--- start of Selected extract ---

Maratyszcza commented 3 years ago

These instructions are commonly used in scientific computing, but it is hard to provide code pointers as explicit vectorization in scientific computing codes is rare, they usually rely on compiler auto-vectorization of code in C/C++ and FORTRAN. My plan for evaluating these is to implement XorShift RNG with mapping of output to [0.0, 1.0]-range double-precision numbers.

jan-wassenberg commented 3 years ago

@Maratyszcza

implement XorShift RNG with mapping of output to [0.0, 1.0]-range double-precision numbers.

FYI there is code for the integer portion in https://gitlab.com/wg1/jpeg-xl/-/blob/master/lib/jxl/xorshift128plus-inl.h :)

dtig commented 3 years ago

Compiler auto-vectorization performance is somewhat nebulous, especially for cross platform performance for i64x2 operations. The last time we tried this IIRC we didn't see any benefit from autovectorizing. Perhaps one way to make a decision on many of these i64x2 operations is to evaluate a couple of sample scientific applications that might use these operations and see if the generated code would actually map to these operations.

--- end of Selected extract ---
--- start of Provided records ---

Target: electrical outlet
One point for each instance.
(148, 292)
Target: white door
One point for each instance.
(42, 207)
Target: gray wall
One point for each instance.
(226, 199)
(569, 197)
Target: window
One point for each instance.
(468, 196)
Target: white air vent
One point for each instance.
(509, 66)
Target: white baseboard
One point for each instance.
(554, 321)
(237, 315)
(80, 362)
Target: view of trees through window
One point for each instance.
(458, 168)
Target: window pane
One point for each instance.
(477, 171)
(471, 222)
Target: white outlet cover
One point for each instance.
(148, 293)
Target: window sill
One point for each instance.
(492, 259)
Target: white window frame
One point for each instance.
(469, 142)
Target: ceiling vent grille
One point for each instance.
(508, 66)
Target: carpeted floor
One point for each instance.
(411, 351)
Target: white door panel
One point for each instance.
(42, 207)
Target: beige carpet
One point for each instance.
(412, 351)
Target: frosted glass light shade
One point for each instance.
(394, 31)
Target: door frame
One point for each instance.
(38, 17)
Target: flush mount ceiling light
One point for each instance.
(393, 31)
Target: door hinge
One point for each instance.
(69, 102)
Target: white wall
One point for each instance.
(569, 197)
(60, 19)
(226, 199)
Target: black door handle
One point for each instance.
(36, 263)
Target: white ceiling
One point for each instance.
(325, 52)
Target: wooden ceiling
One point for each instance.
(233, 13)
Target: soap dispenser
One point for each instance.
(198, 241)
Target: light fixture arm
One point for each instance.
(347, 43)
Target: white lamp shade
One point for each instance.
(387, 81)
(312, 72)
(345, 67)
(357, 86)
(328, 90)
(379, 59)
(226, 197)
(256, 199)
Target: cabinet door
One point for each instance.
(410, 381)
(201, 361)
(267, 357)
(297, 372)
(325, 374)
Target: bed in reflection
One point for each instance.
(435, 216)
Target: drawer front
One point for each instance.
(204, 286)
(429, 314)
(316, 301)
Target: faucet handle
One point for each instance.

--- end of Provided records ---

→ Work to complete
Transcribe the passage of the i64x2 thread from "Compiler auto-vectorization performance" up to and including "to these operations.". The data were taken from a separate source.

→ Response to the task
Compiler auto-vectorization performance is somewhat nebulous, especially for cross platform performance for i64x2 operations. The last time we tried this IIRC we didn't see any benefit from autovectorizing. Perhaps one way to make a decision on many of these i64x2 operations is to evaluate a couple of sample scientific applications that might use these operations and see if the generated code would actually map to these operations.